(Records from a data collection)
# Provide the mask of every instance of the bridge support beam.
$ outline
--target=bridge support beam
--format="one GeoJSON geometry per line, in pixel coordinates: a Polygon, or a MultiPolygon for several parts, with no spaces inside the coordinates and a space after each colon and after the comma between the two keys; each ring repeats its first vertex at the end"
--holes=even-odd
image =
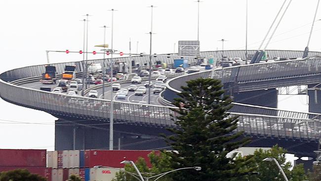
{"type": "Polygon", "coordinates": [[[225,94],[233,96],[233,102],[278,108],[278,90],[276,89],[237,92],[233,85],[232,83],[224,84],[225,94]]]}
{"type": "Polygon", "coordinates": [[[308,85],[309,95],[309,112],[321,113],[321,85],[310,84],[308,85]]]}

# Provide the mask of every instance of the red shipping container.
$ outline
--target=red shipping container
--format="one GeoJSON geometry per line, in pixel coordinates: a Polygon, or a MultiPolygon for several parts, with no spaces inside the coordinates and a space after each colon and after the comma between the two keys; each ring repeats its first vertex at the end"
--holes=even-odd
{"type": "Polygon", "coordinates": [[[37,167],[0,167],[0,172],[16,169],[27,169],[29,172],[44,177],[47,181],[51,181],[51,168],[37,167]]]}
{"type": "Polygon", "coordinates": [[[64,180],[63,181],[67,181],[68,180],[69,178],[69,176],[68,175],[68,173],[69,172],[69,169],[64,169],[64,174],[63,174],[63,178],[64,180]]]}
{"type": "MultiPolygon", "coordinates": [[[[139,157],[145,159],[149,167],[152,166],[148,155],[151,150],[90,150],[85,151],[85,167],[103,166],[114,168],[123,168],[120,164],[124,160],[136,162],[139,157]]],[[[159,151],[155,151],[159,154],[159,151]]]]}
{"type": "Polygon", "coordinates": [[[0,166],[46,167],[45,149],[0,149],[0,166]]]}

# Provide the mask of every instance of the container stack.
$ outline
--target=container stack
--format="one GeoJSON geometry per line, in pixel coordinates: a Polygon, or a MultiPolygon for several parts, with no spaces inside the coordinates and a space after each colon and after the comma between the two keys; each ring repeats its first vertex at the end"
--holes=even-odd
{"type": "Polygon", "coordinates": [[[51,181],[51,169],[46,167],[46,150],[0,149],[0,172],[18,169],[51,181]]]}

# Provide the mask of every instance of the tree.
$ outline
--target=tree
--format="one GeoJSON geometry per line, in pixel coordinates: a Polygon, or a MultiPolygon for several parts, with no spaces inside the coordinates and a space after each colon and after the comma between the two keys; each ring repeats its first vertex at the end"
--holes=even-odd
{"type": "MultiPolygon", "coordinates": [[[[264,161],[266,158],[274,158],[281,166],[286,177],[292,181],[301,181],[306,180],[307,178],[305,175],[303,164],[295,166],[292,171],[290,170],[291,167],[290,162],[285,162],[285,153],[287,151],[278,145],[274,146],[271,149],[263,150],[259,149],[254,151],[253,158],[255,160],[251,162],[249,166],[255,168],[254,172],[259,172],[257,176],[251,177],[251,181],[284,181],[284,178],[280,173],[280,170],[274,162],[264,161]]],[[[239,158],[241,160],[242,158],[239,158]]],[[[244,181],[247,181],[247,179],[244,181]]]]}
{"type": "Polygon", "coordinates": [[[16,169],[0,173],[0,181],[46,181],[44,178],[31,174],[27,169],[16,169]]]}
{"type": "MultiPolygon", "coordinates": [[[[138,160],[135,162],[140,172],[143,177],[148,178],[158,174],[163,173],[172,170],[173,169],[169,166],[170,162],[170,158],[164,152],[160,152],[160,155],[157,154],[154,151],[152,152],[148,155],[152,167],[148,168],[146,161],[143,158],[139,158],[138,160]]],[[[130,174],[133,173],[136,175],[137,172],[134,167],[131,164],[125,165],[125,171],[120,171],[116,173],[116,178],[113,180],[113,181],[137,181],[137,179],[134,178],[130,174]]],[[[170,175],[164,176],[158,180],[160,181],[172,181],[170,175]]],[[[137,176],[137,177],[138,176],[137,176]]],[[[150,179],[149,181],[153,181],[156,178],[150,179]]]]}
{"type": "Polygon", "coordinates": [[[251,169],[244,162],[226,155],[249,142],[235,132],[238,118],[227,111],[232,99],[223,96],[224,91],[219,80],[199,78],[182,87],[173,109],[176,114],[177,128],[168,130],[174,134],[163,136],[173,150],[168,153],[173,169],[201,167],[201,170],[184,170],[173,174],[175,181],[232,181],[240,179],[251,169]]]}
{"type": "Polygon", "coordinates": [[[72,174],[67,181],[81,181],[81,178],[78,175],[72,174]]]}

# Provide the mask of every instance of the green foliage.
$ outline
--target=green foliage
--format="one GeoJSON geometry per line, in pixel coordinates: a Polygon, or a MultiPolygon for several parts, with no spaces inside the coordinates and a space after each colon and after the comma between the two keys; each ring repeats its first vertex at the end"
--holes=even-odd
{"type": "Polygon", "coordinates": [[[0,173],[0,181],[46,181],[37,174],[31,174],[27,169],[16,169],[0,173]]]}
{"type": "Polygon", "coordinates": [[[321,181],[321,165],[314,165],[313,172],[309,173],[310,181],[321,181]]]}
{"type": "Polygon", "coordinates": [[[238,119],[227,111],[232,99],[222,97],[224,90],[220,81],[199,78],[182,87],[180,98],[173,104],[179,128],[169,129],[173,135],[163,136],[167,143],[178,153],[168,153],[173,169],[201,167],[175,172],[175,181],[232,181],[240,179],[250,172],[244,166],[250,157],[240,162],[226,155],[248,143],[248,139],[239,139],[242,133],[235,132],[238,119]],[[182,106],[183,105],[183,106],[182,106]]]}
{"type": "MultiPolygon", "coordinates": [[[[266,158],[274,158],[281,166],[286,177],[289,181],[301,181],[307,180],[305,174],[304,168],[302,164],[294,166],[290,170],[291,167],[290,162],[285,162],[285,153],[286,150],[278,145],[274,146],[270,150],[263,150],[259,149],[256,150],[253,158],[255,160],[249,165],[255,169],[253,172],[259,172],[259,175],[247,176],[247,179],[242,181],[247,181],[250,179],[252,181],[284,181],[283,175],[280,172],[279,167],[274,161],[263,161],[266,158]],[[249,177],[250,177],[250,178],[249,177]]],[[[242,158],[240,158],[241,160],[242,158]]]]}
{"type": "MultiPolygon", "coordinates": [[[[171,160],[170,158],[164,152],[160,152],[160,155],[158,155],[153,151],[148,155],[148,158],[152,164],[152,168],[148,168],[146,161],[143,158],[139,158],[138,160],[135,162],[135,164],[144,177],[149,178],[153,177],[173,170],[171,168],[169,167],[171,160]]],[[[135,178],[132,176],[132,175],[134,175],[135,177],[139,178],[139,176],[137,175],[137,172],[134,167],[131,164],[126,164],[125,165],[124,168],[126,172],[121,171],[117,173],[116,177],[113,181],[137,181],[138,180],[137,179],[135,178]]],[[[158,180],[158,181],[172,181],[172,180],[171,179],[170,176],[170,175],[168,175],[168,176],[164,176],[158,180]]],[[[157,177],[155,178],[150,179],[149,181],[153,181],[157,178],[157,177]]]]}
{"type": "Polygon", "coordinates": [[[81,181],[81,178],[78,175],[72,174],[68,181],[81,181]]]}

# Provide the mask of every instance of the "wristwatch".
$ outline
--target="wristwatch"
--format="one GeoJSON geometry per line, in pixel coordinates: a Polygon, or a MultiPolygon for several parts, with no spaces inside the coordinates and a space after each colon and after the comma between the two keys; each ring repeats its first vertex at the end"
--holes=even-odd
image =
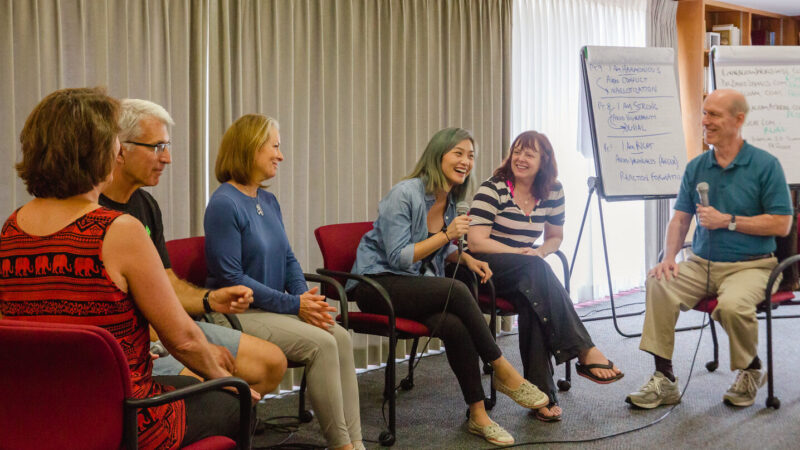
{"type": "Polygon", "coordinates": [[[211,303],[208,302],[209,295],[211,295],[211,291],[206,291],[206,295],[203,296],[203,310],[205,310],[206,313],[214,312],[214,310],[211,309],[211,303]]]}

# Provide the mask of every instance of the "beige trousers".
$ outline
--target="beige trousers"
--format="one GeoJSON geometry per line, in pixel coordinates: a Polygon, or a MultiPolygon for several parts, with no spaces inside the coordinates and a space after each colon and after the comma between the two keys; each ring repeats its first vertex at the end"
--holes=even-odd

__WORK INSTRUCTIONS__
Please update the items from their first line through the line that contains "--target=bridge support beam", changing "bridge support beam" to "bridge pier" and leaving everything else unchanged.

__ANSWER TO THIS PROBLEM__
# Provide the mask of every instance of the bridge pier.
$ outline
--target=bridge pier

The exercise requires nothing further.